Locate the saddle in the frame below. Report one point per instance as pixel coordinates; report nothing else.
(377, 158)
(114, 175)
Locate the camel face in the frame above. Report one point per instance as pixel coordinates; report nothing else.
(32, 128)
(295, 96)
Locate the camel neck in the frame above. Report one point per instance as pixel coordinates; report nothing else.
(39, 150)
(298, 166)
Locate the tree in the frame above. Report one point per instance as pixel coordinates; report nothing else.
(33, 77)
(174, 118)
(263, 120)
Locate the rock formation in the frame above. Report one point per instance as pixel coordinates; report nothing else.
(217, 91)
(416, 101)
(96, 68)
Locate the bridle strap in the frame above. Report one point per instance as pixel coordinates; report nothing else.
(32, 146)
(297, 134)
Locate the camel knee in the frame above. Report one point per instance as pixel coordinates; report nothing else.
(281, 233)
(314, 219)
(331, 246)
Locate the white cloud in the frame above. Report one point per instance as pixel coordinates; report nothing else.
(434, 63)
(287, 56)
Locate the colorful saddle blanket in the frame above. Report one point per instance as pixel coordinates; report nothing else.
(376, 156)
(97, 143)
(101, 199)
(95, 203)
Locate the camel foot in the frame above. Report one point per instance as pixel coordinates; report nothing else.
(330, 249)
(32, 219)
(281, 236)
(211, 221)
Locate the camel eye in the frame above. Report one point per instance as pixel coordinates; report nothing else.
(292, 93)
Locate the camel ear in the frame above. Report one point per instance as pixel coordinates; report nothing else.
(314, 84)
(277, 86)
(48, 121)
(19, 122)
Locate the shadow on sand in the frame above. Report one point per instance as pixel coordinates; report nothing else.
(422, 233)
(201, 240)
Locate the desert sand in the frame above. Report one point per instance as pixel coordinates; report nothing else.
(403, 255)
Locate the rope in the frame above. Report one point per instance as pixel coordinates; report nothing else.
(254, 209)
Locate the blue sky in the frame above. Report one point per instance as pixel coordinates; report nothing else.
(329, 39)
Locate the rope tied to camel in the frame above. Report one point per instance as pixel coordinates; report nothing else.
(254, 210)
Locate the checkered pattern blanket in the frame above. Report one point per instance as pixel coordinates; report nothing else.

-.-.-

• [Task goal]: Nothing but the lines from the one that contains "Locate the rope tied" to the end of the listing should be given again, each exactly as it appears.

• [Written answer]:
Locate the rope tied to camel in the frame above. Report one point per instance as pixel coordinates; report nothing else.
(254, 210)
Locate the checkered pattern blanket in the frame above. Report one point per instance as pixel coordinates; report nothing else.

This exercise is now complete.